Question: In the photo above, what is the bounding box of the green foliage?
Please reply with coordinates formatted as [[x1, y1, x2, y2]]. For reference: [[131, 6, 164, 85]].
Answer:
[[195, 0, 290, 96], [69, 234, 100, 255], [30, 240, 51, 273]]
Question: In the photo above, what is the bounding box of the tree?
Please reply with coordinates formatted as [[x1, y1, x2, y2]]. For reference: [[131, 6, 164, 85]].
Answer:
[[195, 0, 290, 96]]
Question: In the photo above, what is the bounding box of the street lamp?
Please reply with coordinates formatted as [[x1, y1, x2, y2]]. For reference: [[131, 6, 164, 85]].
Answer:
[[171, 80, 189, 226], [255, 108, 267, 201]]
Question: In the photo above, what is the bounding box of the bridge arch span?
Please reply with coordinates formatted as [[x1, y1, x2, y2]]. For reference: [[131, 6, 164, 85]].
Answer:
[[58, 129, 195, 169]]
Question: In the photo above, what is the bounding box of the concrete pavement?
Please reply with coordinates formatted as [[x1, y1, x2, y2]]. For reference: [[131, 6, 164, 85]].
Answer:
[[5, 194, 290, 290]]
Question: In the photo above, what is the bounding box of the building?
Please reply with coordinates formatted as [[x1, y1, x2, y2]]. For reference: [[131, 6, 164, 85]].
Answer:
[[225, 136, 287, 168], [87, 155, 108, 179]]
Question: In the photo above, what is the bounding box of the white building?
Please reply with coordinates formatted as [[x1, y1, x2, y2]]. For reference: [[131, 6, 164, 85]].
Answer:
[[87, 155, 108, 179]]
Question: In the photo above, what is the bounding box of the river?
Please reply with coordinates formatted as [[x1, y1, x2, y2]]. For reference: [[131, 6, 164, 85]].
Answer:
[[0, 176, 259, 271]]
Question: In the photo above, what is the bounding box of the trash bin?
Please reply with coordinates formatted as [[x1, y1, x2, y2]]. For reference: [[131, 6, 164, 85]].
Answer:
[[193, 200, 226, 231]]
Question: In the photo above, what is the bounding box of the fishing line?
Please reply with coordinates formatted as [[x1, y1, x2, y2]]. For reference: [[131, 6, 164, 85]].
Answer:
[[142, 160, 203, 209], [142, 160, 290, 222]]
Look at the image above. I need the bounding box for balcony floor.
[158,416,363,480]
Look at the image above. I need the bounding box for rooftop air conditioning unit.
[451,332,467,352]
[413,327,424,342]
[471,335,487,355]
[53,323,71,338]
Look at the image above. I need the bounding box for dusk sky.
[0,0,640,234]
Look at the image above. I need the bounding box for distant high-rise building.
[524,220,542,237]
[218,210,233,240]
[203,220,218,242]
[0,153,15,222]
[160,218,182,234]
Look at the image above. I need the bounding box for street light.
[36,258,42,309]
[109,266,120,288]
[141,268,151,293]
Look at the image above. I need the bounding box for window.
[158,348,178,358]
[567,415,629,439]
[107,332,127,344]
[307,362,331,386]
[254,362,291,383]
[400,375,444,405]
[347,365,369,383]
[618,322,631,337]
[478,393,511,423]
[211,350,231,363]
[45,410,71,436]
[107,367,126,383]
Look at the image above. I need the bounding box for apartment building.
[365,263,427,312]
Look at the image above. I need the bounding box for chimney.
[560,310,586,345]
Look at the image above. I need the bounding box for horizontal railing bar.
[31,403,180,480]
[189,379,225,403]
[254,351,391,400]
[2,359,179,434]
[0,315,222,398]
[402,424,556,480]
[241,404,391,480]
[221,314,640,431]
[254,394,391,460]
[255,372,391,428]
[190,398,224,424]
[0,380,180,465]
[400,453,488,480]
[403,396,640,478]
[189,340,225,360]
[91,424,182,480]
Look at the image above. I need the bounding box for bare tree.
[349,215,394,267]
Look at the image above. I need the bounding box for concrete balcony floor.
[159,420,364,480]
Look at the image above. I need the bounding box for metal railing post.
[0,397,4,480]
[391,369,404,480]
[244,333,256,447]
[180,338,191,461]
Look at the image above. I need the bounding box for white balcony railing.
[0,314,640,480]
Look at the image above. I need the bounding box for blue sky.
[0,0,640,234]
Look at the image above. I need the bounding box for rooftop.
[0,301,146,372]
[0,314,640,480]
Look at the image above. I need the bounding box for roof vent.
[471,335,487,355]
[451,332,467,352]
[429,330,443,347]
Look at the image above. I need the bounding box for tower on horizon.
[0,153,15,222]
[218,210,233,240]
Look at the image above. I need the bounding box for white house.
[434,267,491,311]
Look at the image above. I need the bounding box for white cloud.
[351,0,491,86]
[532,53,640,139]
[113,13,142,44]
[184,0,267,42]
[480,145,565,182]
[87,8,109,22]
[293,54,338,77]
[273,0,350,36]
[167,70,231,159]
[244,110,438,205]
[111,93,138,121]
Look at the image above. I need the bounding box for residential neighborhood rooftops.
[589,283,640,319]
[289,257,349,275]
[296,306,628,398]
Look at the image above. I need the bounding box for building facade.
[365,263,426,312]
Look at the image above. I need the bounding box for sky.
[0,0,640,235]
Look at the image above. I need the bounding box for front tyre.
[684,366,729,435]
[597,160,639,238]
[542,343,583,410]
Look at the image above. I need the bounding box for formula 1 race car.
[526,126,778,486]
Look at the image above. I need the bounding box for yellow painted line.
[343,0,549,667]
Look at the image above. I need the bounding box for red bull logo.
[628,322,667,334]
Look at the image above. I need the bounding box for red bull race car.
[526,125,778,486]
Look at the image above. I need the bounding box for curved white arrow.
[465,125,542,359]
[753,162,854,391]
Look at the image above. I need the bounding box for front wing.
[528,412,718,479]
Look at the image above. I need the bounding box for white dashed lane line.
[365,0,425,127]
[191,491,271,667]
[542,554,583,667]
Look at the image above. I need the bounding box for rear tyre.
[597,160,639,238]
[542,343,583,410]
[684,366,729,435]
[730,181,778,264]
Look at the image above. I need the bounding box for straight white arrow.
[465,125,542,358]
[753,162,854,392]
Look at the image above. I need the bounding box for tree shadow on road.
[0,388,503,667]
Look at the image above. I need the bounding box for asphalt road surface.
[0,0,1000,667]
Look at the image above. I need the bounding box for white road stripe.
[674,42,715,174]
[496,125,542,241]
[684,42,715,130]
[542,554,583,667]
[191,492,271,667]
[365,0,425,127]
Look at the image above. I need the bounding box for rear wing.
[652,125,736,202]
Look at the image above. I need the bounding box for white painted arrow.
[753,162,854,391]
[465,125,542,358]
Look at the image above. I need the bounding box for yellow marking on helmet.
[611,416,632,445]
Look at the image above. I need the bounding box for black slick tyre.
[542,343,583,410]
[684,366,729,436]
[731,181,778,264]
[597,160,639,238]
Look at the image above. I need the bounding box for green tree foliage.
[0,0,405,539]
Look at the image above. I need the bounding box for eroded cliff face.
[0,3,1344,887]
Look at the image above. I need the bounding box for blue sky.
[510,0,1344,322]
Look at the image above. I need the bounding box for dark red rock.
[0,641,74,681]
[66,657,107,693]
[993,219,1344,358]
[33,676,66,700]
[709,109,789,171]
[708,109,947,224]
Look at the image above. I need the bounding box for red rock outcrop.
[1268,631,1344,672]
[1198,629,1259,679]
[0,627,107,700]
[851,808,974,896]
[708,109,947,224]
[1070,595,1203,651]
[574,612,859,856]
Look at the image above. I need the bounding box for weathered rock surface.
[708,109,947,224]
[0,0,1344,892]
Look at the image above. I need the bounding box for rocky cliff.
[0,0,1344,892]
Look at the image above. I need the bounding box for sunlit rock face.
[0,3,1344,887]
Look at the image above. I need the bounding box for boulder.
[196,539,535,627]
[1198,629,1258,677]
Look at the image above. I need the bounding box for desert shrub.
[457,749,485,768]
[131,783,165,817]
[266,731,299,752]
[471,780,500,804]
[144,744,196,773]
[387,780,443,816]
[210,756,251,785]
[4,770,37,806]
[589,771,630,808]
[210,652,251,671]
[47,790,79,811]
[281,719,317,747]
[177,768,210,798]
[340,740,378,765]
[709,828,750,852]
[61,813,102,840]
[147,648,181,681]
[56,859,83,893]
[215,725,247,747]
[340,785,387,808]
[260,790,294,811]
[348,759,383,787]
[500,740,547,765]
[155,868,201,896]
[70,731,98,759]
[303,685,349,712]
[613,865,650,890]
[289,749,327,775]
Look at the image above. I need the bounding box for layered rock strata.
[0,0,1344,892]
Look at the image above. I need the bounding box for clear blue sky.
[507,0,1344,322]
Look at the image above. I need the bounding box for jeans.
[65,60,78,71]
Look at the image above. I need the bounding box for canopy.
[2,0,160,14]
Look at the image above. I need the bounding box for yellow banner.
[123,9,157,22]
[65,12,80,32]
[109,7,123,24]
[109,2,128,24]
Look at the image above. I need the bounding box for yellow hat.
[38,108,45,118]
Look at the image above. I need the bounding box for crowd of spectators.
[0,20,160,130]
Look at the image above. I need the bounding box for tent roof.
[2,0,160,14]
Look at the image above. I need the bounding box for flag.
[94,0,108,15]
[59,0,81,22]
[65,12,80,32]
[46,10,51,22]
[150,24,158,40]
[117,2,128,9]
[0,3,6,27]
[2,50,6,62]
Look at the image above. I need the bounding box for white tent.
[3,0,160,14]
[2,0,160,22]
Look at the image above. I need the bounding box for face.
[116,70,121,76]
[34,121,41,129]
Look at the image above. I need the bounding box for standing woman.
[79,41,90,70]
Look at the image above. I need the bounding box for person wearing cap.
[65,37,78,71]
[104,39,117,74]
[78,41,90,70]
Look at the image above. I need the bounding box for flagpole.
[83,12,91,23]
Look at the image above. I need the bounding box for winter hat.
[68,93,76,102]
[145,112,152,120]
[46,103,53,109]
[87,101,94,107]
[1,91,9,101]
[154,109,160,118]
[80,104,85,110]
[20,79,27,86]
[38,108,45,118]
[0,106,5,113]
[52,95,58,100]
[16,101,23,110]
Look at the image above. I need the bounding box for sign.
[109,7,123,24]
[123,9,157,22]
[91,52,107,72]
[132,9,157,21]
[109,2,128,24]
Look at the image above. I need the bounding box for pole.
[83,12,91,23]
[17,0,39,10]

####################

EXERCISE PROMPT - Reproduce the entries from the line containing "curved white arrow." through the line containing "[730,181,778,264]", including the requests, and shift every bounding-box coordinate in the answers up by 43. Output only those lines.

WRITTEN SOLUTION -
Look at the image above. I need the bounding box for curved white arrow.
[508,168,585,402]
[796,205,897,434]
Look at the image above. I need the bounding box for front wing.
[571,455,761,522]
Look at the image above. I need the bounding box for white dashed lane line.
[408,43,468,170]
[234,534,314,710]
[585,597,626,710]
Look at the image above. I need the bounding box for rear tyre.
[640,203,682,281]
[585,386,626,453]
[727,409,772,478]
[773,224,821,307]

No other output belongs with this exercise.